# TO DO
Count the lines in the items below that contain the string "woman". Give only the number.

[Pointing items]
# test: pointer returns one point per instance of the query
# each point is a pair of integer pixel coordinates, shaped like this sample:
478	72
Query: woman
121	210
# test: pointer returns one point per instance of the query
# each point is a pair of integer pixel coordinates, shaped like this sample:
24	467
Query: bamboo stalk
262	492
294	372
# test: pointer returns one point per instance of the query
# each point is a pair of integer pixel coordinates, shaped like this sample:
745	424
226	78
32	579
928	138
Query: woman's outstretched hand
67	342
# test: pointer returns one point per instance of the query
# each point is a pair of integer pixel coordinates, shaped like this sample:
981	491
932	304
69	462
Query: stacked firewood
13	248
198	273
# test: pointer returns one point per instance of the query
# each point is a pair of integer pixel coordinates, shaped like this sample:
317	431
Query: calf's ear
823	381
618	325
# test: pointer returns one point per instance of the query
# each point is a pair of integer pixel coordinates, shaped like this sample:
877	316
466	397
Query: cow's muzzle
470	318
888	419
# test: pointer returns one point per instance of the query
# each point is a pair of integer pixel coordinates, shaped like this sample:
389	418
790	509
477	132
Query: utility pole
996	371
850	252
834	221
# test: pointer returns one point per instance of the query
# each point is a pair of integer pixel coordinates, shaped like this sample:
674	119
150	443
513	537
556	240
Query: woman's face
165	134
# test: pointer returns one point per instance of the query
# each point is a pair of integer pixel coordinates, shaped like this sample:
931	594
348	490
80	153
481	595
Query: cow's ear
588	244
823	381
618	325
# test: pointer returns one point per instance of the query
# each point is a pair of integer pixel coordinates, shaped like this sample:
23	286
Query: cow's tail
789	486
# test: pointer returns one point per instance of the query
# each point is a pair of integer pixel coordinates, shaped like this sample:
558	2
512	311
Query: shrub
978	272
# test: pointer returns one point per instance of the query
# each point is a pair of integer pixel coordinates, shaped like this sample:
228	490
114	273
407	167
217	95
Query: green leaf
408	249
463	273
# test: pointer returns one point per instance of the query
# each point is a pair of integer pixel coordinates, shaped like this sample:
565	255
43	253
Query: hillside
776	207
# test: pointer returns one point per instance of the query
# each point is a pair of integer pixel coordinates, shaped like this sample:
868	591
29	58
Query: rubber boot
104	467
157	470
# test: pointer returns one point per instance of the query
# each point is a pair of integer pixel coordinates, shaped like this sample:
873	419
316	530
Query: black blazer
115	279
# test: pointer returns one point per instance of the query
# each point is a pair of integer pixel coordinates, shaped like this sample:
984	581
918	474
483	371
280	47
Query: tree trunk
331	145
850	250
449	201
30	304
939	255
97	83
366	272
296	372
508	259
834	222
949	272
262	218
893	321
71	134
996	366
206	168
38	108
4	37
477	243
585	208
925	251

# RESULT
3